Aim of the task = All entries are to be repeated exactly as shown below.

[Source data]
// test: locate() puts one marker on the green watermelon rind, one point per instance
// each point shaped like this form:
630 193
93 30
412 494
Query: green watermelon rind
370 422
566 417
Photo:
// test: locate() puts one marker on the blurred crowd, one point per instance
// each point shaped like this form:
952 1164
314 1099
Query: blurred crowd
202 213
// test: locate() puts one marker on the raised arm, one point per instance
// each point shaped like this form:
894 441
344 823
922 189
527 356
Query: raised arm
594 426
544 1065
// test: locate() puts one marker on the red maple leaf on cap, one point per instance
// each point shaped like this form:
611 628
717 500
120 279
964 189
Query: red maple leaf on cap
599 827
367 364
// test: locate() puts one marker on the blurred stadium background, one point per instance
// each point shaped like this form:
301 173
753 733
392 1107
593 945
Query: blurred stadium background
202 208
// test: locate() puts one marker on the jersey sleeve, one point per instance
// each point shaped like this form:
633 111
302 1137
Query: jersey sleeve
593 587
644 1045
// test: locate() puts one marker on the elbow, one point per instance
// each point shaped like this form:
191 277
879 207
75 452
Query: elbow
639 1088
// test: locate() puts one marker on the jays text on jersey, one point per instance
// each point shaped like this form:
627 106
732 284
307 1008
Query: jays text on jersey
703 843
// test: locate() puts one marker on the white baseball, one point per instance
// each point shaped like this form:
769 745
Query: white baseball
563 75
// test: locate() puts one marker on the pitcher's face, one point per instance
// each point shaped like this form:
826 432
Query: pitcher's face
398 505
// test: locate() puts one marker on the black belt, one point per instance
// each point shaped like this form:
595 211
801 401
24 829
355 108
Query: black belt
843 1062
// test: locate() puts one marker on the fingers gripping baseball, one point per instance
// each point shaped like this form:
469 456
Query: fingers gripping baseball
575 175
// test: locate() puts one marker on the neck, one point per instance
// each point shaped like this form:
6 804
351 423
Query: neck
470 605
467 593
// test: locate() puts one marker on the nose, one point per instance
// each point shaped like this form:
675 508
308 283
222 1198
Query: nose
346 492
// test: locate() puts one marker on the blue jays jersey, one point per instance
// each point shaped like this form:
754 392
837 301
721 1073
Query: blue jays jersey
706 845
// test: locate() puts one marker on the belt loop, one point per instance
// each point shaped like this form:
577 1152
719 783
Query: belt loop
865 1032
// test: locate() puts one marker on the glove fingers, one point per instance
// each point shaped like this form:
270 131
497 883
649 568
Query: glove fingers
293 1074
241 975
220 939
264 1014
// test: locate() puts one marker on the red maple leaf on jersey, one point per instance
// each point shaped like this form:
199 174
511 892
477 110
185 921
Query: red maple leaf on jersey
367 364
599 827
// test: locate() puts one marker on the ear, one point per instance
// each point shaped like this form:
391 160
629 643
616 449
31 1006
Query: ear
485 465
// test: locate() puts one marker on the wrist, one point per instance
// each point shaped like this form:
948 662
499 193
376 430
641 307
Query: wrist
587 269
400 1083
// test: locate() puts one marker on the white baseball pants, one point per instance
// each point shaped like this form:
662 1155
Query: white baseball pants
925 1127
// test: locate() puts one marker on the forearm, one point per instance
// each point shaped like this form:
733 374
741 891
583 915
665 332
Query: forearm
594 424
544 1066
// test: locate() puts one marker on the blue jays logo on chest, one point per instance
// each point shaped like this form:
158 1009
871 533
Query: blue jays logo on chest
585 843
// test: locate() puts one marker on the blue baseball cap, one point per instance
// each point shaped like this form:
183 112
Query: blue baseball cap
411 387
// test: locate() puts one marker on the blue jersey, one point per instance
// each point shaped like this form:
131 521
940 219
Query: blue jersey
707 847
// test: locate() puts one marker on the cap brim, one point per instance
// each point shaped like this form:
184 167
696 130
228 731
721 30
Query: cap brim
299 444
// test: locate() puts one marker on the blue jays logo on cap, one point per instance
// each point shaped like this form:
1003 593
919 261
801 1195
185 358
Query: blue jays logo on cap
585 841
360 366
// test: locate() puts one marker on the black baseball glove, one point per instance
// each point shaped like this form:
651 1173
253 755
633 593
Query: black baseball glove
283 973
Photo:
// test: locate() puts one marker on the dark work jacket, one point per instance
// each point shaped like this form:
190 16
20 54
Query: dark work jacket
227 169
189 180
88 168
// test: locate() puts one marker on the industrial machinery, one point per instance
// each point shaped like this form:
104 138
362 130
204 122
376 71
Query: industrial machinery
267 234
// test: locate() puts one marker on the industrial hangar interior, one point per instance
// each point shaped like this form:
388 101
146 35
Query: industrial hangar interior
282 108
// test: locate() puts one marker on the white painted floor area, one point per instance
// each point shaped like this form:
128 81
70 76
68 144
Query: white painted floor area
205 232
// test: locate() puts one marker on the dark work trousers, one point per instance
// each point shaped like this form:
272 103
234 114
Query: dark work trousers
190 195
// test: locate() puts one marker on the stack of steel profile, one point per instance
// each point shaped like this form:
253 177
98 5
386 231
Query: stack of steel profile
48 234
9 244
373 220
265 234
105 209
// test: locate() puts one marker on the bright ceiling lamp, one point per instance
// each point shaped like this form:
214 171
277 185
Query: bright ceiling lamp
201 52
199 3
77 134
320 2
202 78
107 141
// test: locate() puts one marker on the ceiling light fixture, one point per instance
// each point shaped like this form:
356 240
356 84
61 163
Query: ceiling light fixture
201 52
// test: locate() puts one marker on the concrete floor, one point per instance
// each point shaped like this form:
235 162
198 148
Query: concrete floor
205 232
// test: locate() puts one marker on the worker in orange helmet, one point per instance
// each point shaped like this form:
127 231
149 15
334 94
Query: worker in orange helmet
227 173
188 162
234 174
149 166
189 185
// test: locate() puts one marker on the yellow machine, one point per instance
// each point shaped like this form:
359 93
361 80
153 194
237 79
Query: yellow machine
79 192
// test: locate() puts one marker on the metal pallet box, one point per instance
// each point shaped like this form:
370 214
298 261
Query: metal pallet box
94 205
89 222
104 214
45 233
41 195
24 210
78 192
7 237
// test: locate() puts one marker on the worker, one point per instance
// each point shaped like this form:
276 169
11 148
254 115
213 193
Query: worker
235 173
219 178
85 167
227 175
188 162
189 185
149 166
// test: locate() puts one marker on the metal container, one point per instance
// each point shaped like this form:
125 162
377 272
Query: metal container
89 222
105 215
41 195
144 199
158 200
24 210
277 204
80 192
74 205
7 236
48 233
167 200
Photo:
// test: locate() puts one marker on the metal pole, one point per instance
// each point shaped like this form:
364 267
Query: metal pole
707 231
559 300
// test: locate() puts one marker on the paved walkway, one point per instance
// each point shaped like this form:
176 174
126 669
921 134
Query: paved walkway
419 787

Task solution =
// test: locate() puts one marker on the green watermelon rind, one point per instance
// each point shaped like this form:
630 193
93 30
412 494
Query: green watermelon rind
370 422
566 417
Photo:
// test: locate() puts one marker on the blurred crowd, one point per instance
// each point shaped like this form:
952 1164
314 1099
Query: blurred crowd
202 213
// test: locate() puts one marker on the raised arm, one point per instance
// each point shaped like this form:
894 441
344 823
922 189
527 356
Query: raised arm
594 426
544 1065
// test: locate() puts one marker on the red maple leaf on cap, one point per instance
// each point shaped like this form:
611 628
717 500
120 279
964 189
Query: red maple leaf on cap
599 827
367 364
// test: locate() puts one marker on the blurred stadium background, one point per instance
// each point shaped like this form:
301 173
753 733
392 1107
593 945
Query: blurred stadium background
202 208
// test: locate() puts one marker on the jersey sleeve, one point per instance
// each point shaped like this form:
633 111
302 1137
Query: jersey sleeve
593 587
644 1045
// test: locate() puts one marker on the elbow, one point per instance
// each point shaped like this form:
191 277
879 207
75 452
Query: elbow
639 1088
// test: locate() puts one marker on the jays text on jersey, one point per instance
// each point shaped like this form:
627 106
732 284
307 1008
Query: jays text on jersey
703 843
// test: locate() puts one marker on the white baseball, one point per instance
// each point shaped like this form:
769 745
Query: white baseball
563 75
// test: locate() puts one marker on the pitcher's face, one point per instance
// each point shaped like this form:
826 432
Query: pitcher's face
398 505
// test: locate() puts one marker on the black belt, one point per instance
// each point shaped like this form:
595 211
801 401
24 829
355 108
Query: black belt
843 1062
// test: locate() puts one marker on the fingers gripping baseball, one point per instance
// each point shaped like this form:
469 456
Query: fingers gripping baseball
575 175
// test: locate() puts one marker on the neck, one point per instance
// each point shaped like this form:
6 804
351 423
Query: neck
470 605
467 593
// test: locate() puts one marker on the nose, one point per instance
// each point shaped like this form:
675 508
308 283
222 1198
Query: nose
346 492
// test: locate() puts one marker on the blue jays jersey, one point per instance
// each point shaped like this form:
754 392
837 301
721 1073
Query: blue jays jersey
706 845
// test: locate() puts one marker on the belt loop, one point per instance
// each point shaped like this form:
577 1152
719 783
Query: belt loop
865 1032
// test: locate() puts one marker on the glove fingers, one point per instance
// each point shaped like this form:
270 131
497 883
649 568
Query: glove fingers
293 1074
241 975
220 939
264 1014
// test: locate() puts one marker on the red maple leaf on jersey, one point per instance
// each point shaped like this form:
199 174
511 892
477 110
185 921
Query: red maple leaf on jersey
367 364
599 827
// test: locate() puts one marker on the ear, one point per instance
// each point shaped like this form:
391 160
629 643
616 449
31 1006
Query: ear
485 465
// test: locate() puts one marker on the wrist, one point per instance
// each point shaped like this form:
948 662
499 193
376 430
641 307
Query: wrist
587 269
400 1083
// test: locate() puts one marker on the white baseball pants, one point per instance
// each point shaped like this form:
662 1155
Query: white baseball pants
925 1127
// test: locate() puts one marker on the forearm, one point per instance
// each point shaped like this form:
733 374
741 891
583 915
665 332
Query: forearm
594 424
544 1066
// test: locate() puts one marker on the blue jays logo on chest, one point per instance
// each point shaped like this form:
158 1009
871 533
Query: blue jays logo on chest
585 843
// test: locate() puts one marker on the blue baseball cap, one point per instance
// each point shaped like this form:
183 112
Query: blue baseball cap
411 387
// test: locate() puts one marker on the blue jersey, one point per instance
// each point shaped like this form:
131 521
940 219
Query: blue jersey
707 847
// test: locate() puts one marker on the cap brim, one point per instance
// each point shaped like this form:
184 167
696 130
228 731
721 30
Query: cap brim
299 444
// test: locate() puts one marker on the blue jays logo on cap, one point per instance
// each point shaped like this form:
1003 593
919 261
801 1195
185 358
Query: blue jays logo on cap
585 841
360 366
// test: locate() puts one marker on the black baseball glove, one point per instance
// each point shaped like this form:
651 1173
253 755
633 593
Query: black baseball glove
283 973
Photo:
// test: locate() puts one marker on the dark work jacket, one point per instance
// each point shaped like this form:
190 16
20 54
Query: dark work jacket
227 169
189 180
88 168
// test: locate() puts one marker on the industrial machinery, one point per instance
// each point shaped like this form:
104 138
362 130
204 122
376 71
Query: industrial machinery
267 234
// test: locate() puts one marker on the industrial hangar interior, one point per instance
// each point shaped like this form:
388 101
146 35
Query: industrial hangar interior
282 108
// test: locate() puts one marker on the white painted floor area, one point per instance
// each point shaped like this form:
128 81
70 76
68 144
Query: white painted floor area
205 232
// test: locate() puts one marker on the dark work trousers, one point per instance
// each point shaped like this form:
272 103
234 114
Query: dark work trousers
190 195
// test: locate() puts one marker on the stack of steel profile, one point per instance
// each point shaped like this form:
253 177
98 5
386 231
Query: stack of steel profile
48 234
9 244
373 220
265 234
105 209
// test: locate() puts one marker on the bright ceiling lamp, one point per instance
// each point shaped like this form:
214 171
277 185
Query: bright ceiling lamp
201 52
199 3
77 134
320 2
202 78
107 141
// test: locate() puts one marker on the ceiling light fixture, one point per instance
// each point shaped like this form:
356 240
356 84
61 163
Query: ceiling light fixture
201 52
// test: locate() puts one marker on the concrete floor, one point per instance
// each point shaped like this form:
235 162
198 148
Query: concrete floor
205 232
// test: locate() puts one marker on the worker in orange helmet, one point per instance
// each point shaped like this form:
127 231
149 15
334 94
Query: worker in orange helmet
227 173
188 162
234 174
149 166
189 185
// test: locate() puts one marker on the yellow machine, one point per instance
// each point shaped like this form:
359 93
361 80
153 194
237 79
Query: yellow machine
79 192
// test: locate() puts one marker on the metal pallet box, one point per instance
// each point shaped like this form:
370 214
298 261
Query: metal pallet box
94 205
89 222
104 214
45 233
41 195
24 210
78 192
7 237
// test: locate() puts one marker on the worker, one point per instance
// each point shaped like this form:
276 169
11 148
254 115
213 193
Query: worker
235 173
219 178
85 167
227 175
188 162
189 185
149 166
// test: locate() puts one marker on the metal container, one point per instance
// each point shaped like this form:
125 162
377 272
Query: metal container
89 222
105 215
41 195
144 199
158 200
24 210
277 204
80 192
74 205
7 236
48 233
167 200
Photo:
// test: locate() puts one marker on the metal pole, one point per instance
// each point shaped like this form:
364 267
Query: metal pole
707 231
559 300
// test: locate() puts one marker on the paved walkway, one point per instance
// each point shaped like this form:
176 174
126 669
921 134
Query: paved walkway
419 787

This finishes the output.